BEGIN SOURCE MATERIAL
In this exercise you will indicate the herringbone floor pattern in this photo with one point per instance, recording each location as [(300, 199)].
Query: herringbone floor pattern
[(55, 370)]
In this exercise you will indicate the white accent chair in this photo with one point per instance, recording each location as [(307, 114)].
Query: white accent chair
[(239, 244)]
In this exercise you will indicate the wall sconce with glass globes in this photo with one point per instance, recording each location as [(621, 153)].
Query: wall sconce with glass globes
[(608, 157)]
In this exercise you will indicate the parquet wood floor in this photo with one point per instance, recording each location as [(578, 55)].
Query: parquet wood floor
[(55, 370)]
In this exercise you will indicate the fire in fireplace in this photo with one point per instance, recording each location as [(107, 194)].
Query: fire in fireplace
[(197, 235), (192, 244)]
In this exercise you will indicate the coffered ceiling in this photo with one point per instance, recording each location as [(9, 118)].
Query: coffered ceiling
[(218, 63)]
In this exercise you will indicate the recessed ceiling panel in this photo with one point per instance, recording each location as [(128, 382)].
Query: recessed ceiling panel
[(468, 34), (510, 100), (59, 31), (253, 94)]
END SOURCE MATERIAL
BEGIN SOURCE MATERIAL
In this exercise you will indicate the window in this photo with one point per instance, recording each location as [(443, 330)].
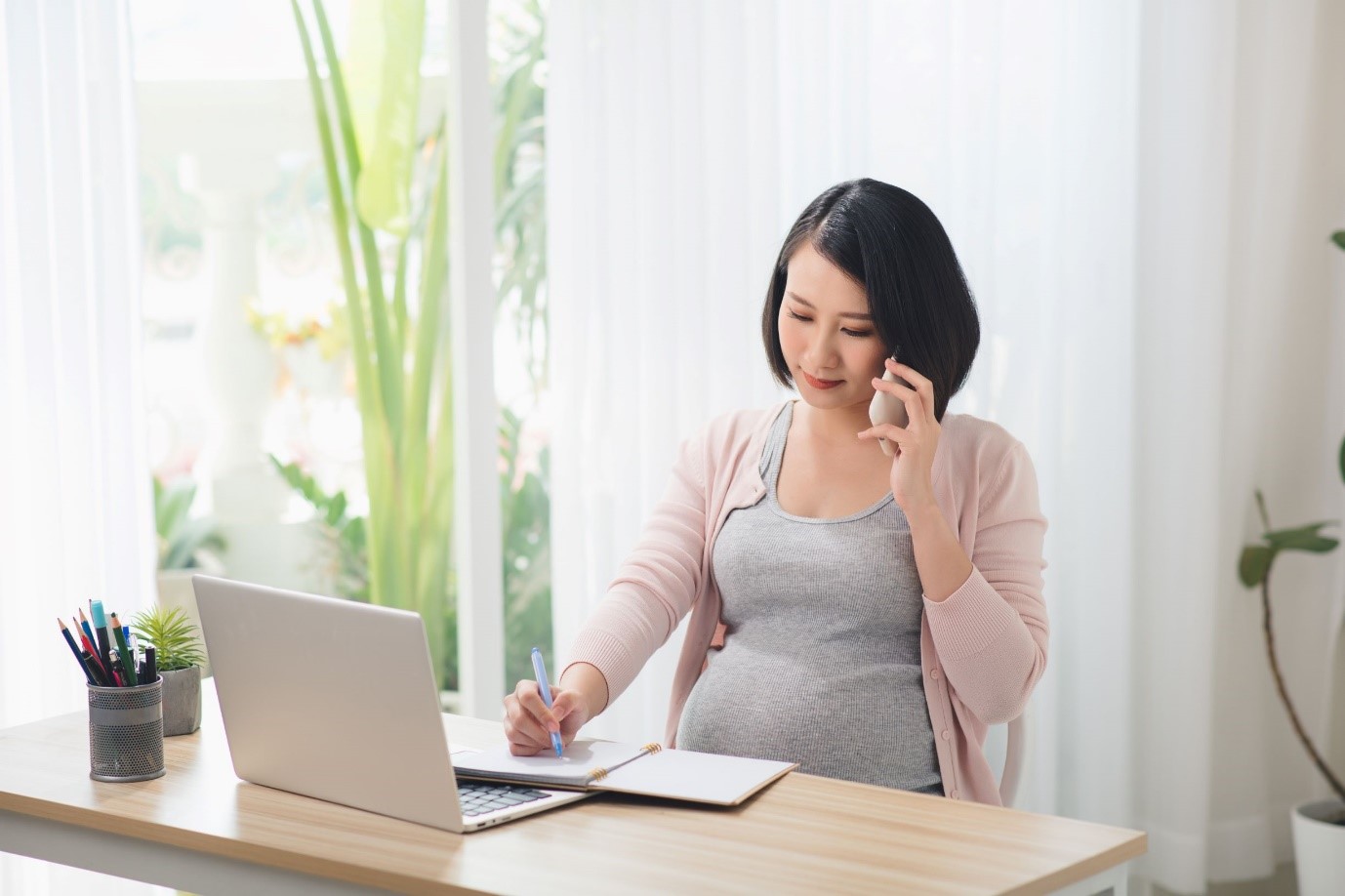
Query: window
END SOURCE MATERIAL
▶ GOAL OF THE EXERCISE: Print the listing again without changes, beginning at the line that has "In this exercise you will indicate the window" and stopping after the line that has "Query: window". Leave the picture out.

▶ FINAL RESULT:
In this exercise you will indicate the window in this photo with one point per instance, recording each location as [(443, 330)].
Query: window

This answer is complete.